- Work item
Only lines containing "area" are wanted from the data below. Copy those lines.
** Opening Provided data block **
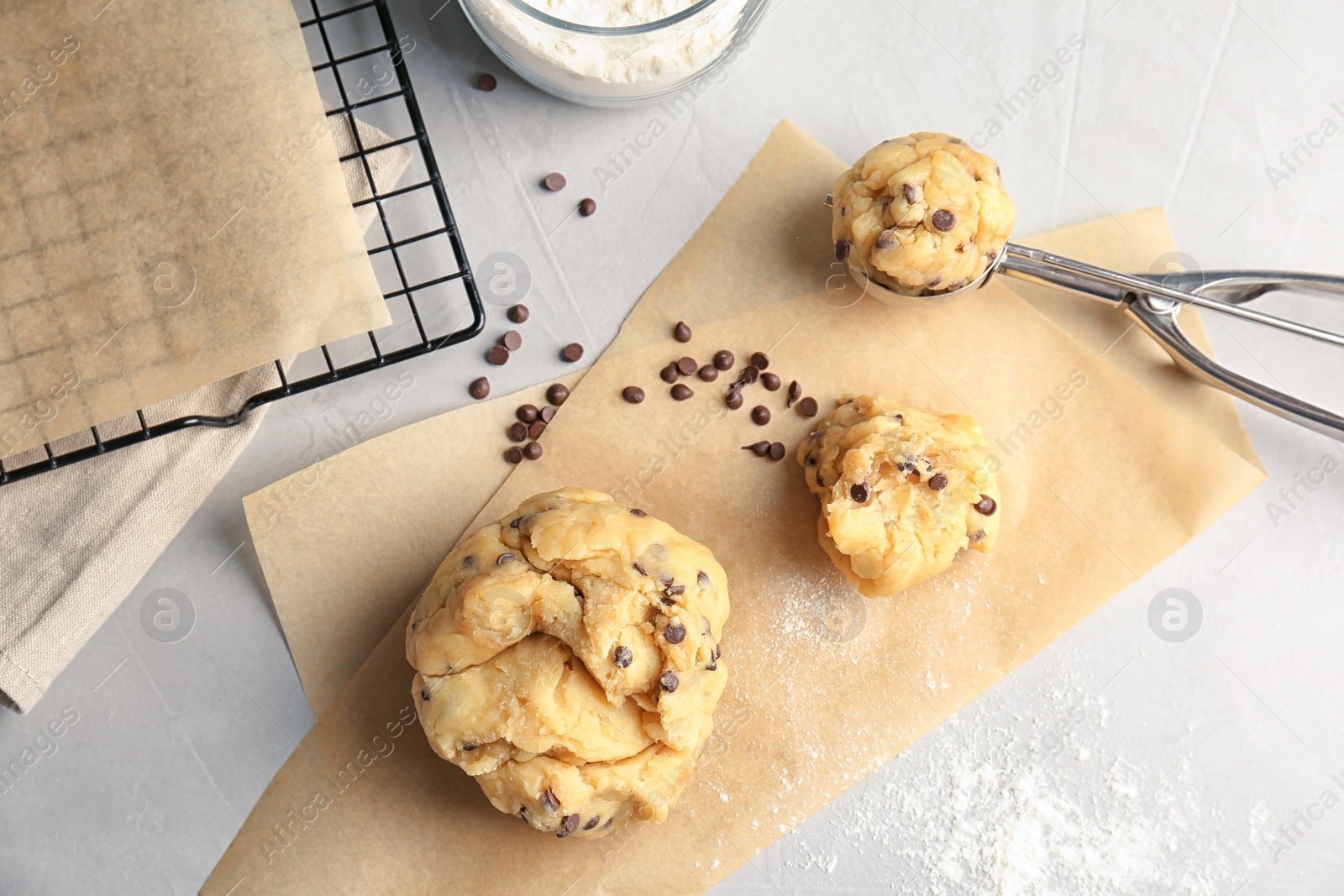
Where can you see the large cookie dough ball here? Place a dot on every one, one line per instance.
(902, 492)
(568, 658)
(921, 214)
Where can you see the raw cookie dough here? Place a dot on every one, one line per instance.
(568, 658)
(902, 490)
(921, 214)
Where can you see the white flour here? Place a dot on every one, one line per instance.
(659, 56)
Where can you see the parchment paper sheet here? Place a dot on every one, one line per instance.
(824, 687)
(172, 211)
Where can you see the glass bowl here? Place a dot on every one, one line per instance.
(617, 66)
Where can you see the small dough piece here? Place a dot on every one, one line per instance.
(568, 658)
(921, 214)
(902, 490)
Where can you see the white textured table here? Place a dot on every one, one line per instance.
(1116, 761)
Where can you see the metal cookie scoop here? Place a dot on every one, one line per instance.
(1153, 302)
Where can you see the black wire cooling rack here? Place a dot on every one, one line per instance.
(360, 65)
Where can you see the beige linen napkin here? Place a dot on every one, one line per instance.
(78, 539)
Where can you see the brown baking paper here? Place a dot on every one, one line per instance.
(172, 214)
(824, 685)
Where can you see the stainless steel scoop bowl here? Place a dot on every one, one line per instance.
(1153, 302)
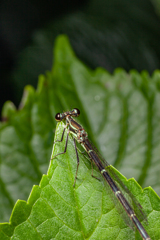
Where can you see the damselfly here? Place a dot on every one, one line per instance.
(81, 136)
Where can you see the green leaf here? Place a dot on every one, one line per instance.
(121, 114)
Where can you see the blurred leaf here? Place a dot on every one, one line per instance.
(108, 33)
(121, 114)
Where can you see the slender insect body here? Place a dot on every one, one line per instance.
(81, 136)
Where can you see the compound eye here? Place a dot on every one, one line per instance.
(76, 111)
(58, 117)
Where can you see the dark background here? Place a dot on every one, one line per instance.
(110, 34)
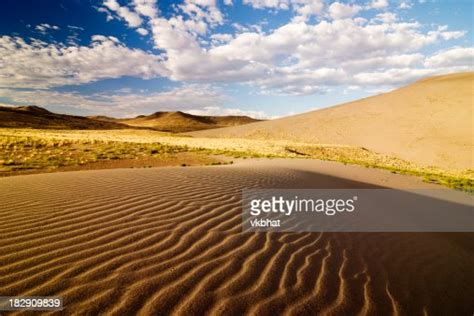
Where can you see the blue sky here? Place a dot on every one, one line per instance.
(264, 58)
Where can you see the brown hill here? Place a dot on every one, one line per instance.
(429, 122)
(180, 121)
(37, 117)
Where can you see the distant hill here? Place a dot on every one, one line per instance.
(38, 117)
(180, 121)
(429, 122)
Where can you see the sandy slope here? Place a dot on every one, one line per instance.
(430, 122)
(159, 241)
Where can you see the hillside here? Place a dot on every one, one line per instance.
(429, 122)
(180, 121)
(37, 117)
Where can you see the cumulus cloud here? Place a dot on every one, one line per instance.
(45, 27)
(338, 10)
(378, 4)
(37, 64)
(301, 56)
(195, 99)
(274, 4)
(132, 18)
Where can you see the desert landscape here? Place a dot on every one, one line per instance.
(86, 217)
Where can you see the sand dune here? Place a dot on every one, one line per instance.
(169, 241)
(429, 122)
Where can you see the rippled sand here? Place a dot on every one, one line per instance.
(168, 240)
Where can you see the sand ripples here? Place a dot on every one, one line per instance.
(169, 241)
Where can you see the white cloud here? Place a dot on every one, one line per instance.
(142, 31)
(307, 8)
(273, 4)
(339, 10)
(45, 27)
(378, 4)
(194, 99)
(406, 4)
(146, 8)
(133, 19)
(41, 65)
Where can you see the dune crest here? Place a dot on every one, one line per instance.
(429, 122)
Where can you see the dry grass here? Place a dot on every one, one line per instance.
(42, 149)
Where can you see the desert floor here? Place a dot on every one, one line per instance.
(168, 241)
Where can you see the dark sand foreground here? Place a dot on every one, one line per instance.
(168, 241)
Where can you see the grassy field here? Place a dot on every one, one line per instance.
(48, 150)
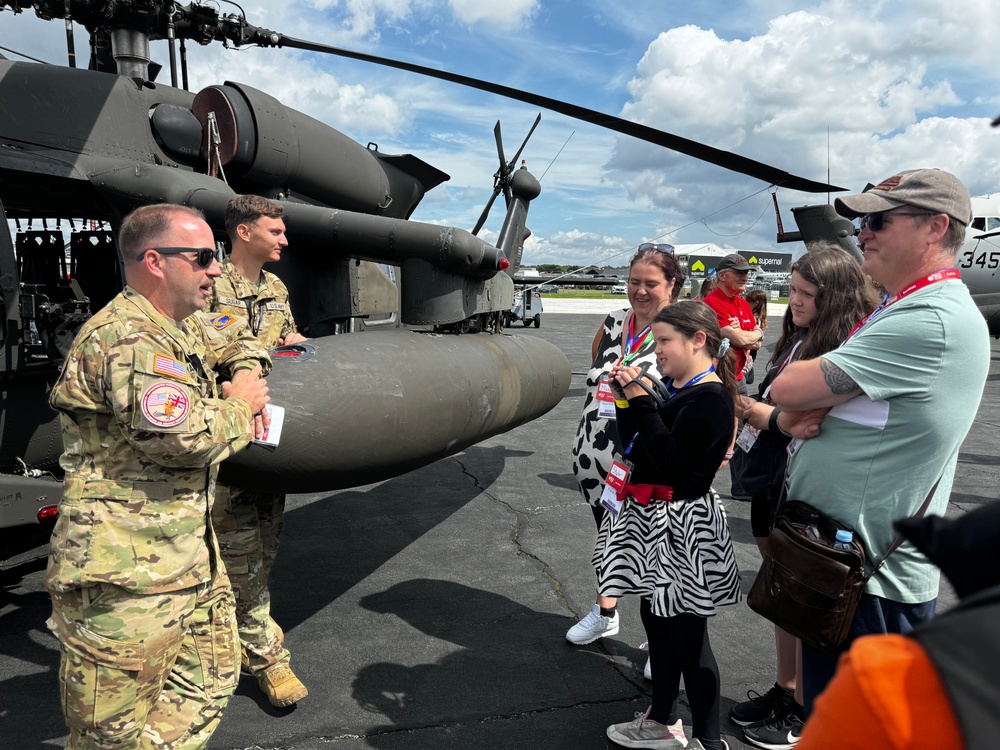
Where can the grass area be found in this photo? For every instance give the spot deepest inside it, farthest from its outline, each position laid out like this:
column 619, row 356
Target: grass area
** Closing Provided data block **
- The completed task
Where can the grass area be found in this photo? For every instance give the spot deepest inside it, farthest from its outline, each position laid out like this:
Target: grass area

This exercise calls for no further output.